Records shown:
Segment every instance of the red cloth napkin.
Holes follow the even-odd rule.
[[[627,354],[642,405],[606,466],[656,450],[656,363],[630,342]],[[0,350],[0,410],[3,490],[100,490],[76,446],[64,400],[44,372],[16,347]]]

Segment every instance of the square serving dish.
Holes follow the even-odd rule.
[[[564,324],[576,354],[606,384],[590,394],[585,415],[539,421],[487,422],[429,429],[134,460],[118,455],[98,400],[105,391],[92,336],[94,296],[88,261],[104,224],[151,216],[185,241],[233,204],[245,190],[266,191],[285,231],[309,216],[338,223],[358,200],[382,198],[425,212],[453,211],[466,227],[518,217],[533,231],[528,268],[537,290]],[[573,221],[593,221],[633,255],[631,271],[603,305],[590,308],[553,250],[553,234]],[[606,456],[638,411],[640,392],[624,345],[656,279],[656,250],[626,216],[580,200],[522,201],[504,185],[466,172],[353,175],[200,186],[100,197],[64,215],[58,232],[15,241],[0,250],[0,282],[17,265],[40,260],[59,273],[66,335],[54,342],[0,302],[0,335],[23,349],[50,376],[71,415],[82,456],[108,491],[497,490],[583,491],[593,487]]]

Given task: Return all of the material above unchanged, line for line.

Reply:
Segment every instance of the red cloth napkin.
Holes follow the even-odd rule.
[[[627,354],[642,405],[606,466],[656,450],[656,363],[630,342]],[[0,350],[0,410],[3,490],[100,490],[76,446],[64,400],[44,372],[16,347]]]

Segment every instance of the square serving dish.
Holes follow the even-odd rule.
[[[564,324],[576,354],[606,384],[590,394],[585,415],[539,421],[487,422],[429,429],[134,460],[118,455],[98,400],[105,391],[92,336],[94,296],[88,261],[104,224],[151,216],[185,241],[233,204],[245,190],[266,191],[285,231],[309,216],[338,223],[358,200],[382,198],[425,212],[453,211],[466,227],[518,217],[533,231],[528,268],[537,290]],[[573,221],[593,221],[633,255],[631,271],[603,305],[590,308],[553,250],[553,234]],[[606,456],[638,411],[640,392],[624,345],[656,279],[656,250],[626,216],[580,200],[522,201],[504,185],[466,172],[353,175],[200,186],[100,197],[64,215],[58,232],[15,241],[0,250],[0,282],[17,265],[40,260],[59,273],[66,335],[54,342],[0,302],[0,335],[23,349],[50,376],[71,415],[82,456],[108,491],[497,490],[583,491],[593,487]]]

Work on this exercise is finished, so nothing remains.